====== Source text ======
However, Windows uses an older but once-standard style of spelled-out languages and countries. You can see the string for Japanese, Japan, Shift-JIS encoding in the correct parsing example. A couple of other examples are German_Switzerland.1252 for the German speaking locale in Switzerland using the Windows Western European Code Page 1252, and Chinese_Hong Kong.950 for Hong Kong using traditional Chinese encoding. Later, I’ll show you a reliable way to create these strings in Windows. You don’t have to memorize them or look them up but can construct them from a Windows LCID.

After you have the string, you can set the locale explicitly in a command shell in UNIX by just using the LANG environment variable. In Windows, this does not work in a command shell. Programmatically on all systems, the call is

new_locale = setlocale(LC_XXX, locale_string);

You can also inherit the current locale (and this is what is most frequently done) by setting locale_string = "", the empty string. (Don’t use NULL. That is not the same as ""; that just returns the current setting.) In Windows, it is important to note that you get a Posix locale based on the current Windows User locale. It is not inherited from the Windows System locale. This is useful to know when testing since you can just change the user locale from the Regional Settings dialog without restarting on Windows NT/2000. A system locale setting requires a reboot, but you may have to do this to see the results displayed with the right characters.
======
What is needed:
Name every country or region that the excerpt on locale strings mentions.
====== Source data ======
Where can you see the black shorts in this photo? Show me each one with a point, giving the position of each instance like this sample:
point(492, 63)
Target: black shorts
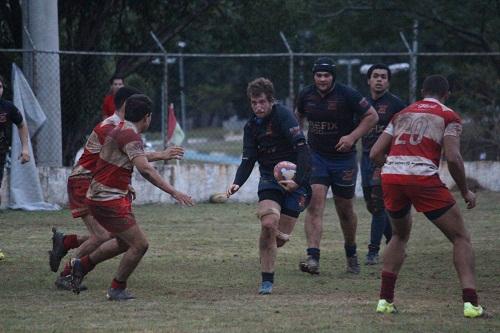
======
Solution below:
Japan, Switzerland, Hong Kong